PROBLEM REQUIREMENTS: Copy exactly the lines from the "For the benchmark, mark every instance of the woman's eyeglasses" line to the end, both included, and nothing else.

** begin DATA SECTION **

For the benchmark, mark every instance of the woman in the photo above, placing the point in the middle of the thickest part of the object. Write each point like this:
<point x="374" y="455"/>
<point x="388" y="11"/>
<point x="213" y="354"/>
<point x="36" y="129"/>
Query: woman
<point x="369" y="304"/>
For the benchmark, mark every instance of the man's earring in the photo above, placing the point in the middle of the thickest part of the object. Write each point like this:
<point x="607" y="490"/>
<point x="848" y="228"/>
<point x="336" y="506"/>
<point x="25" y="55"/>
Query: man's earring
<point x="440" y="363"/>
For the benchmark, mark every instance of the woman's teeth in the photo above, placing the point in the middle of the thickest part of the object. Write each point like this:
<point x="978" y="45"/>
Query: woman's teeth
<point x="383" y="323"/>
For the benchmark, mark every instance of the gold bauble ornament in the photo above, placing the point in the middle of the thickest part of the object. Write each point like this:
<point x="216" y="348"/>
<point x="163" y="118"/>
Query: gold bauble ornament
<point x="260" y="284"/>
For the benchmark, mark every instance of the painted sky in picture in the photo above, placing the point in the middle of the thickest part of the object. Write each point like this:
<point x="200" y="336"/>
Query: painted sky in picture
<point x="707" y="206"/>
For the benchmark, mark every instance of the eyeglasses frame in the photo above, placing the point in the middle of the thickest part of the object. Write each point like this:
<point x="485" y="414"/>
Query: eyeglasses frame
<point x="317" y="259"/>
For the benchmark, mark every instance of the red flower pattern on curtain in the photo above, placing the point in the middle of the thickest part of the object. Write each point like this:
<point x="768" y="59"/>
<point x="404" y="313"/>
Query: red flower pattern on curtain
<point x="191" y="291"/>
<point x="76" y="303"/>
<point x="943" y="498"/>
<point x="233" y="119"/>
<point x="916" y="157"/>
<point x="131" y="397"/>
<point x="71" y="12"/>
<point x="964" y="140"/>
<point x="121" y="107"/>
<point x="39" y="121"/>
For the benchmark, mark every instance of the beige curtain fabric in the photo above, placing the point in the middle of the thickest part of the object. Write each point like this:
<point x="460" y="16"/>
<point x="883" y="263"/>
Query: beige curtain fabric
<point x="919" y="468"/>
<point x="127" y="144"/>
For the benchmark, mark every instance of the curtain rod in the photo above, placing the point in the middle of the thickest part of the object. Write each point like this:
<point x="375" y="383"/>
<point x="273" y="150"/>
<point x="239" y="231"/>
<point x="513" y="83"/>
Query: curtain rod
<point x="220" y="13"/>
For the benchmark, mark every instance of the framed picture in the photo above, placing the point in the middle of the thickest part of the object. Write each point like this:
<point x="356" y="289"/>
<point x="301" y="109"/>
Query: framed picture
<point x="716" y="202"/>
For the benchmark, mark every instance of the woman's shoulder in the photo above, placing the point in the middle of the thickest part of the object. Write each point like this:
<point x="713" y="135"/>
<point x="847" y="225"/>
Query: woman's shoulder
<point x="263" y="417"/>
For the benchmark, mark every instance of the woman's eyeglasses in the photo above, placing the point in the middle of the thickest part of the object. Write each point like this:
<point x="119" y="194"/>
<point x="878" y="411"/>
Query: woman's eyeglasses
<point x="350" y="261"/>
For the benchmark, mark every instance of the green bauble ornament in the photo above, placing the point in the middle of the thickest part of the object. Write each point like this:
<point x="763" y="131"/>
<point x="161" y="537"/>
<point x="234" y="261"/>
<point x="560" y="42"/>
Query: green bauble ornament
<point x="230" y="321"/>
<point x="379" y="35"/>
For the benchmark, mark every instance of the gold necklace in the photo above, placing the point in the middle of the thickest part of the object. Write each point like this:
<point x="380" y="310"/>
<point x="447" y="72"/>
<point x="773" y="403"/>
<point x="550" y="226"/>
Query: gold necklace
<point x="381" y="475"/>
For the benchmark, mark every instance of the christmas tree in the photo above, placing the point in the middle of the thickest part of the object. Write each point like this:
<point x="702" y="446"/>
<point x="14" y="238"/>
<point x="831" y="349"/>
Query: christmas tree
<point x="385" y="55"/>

** end DATA SECTION **

RESPONSE TO THIS TASK:
For the benchmark, mark every instance of the woman's eyeglasses in the photo above, placing the point in the middle of the thickest part of the object. Write each point like this:
<point x="119" y="194"/>
<point x="878" y="411"/>
Query: woman's eyeglasses
<point x="350" y="261"/>
For the benchmark, mark every instance of the green bauble ornament in the photo above, placing the point in the middle of the thickest part of the object. Write each point like this:
<point x="763" y="131"/>
<point x="161" y="537"/>
<point x="234" y="261"/>
<point x="560" y="42"/>
Query: green bauble ornament
<point x="230" y="321"/>
<point x="379" y="35"/>
For the benchmark, mark every instance of the gold necklace in the photo above, placing the point in the middle of the thickest part of the object. Write each point like this:
<point x="380" y="310"/>
<point x="447" y="72"/>
<point x="773" y="403"/>
<point x="550" y="226"/>
Query: gold necklace
<point x="381" y="475"/>
For the benchmark, mark every instance of the christmas tree in the photo above, placing the point in the middle of the thickest part of the object. Write each point like this:
<point x="702" y="446"/>
<point x="14" y="238"/>
<point x="831" y="349"/>
Query: christmas tree
<point x="385" y="55"/>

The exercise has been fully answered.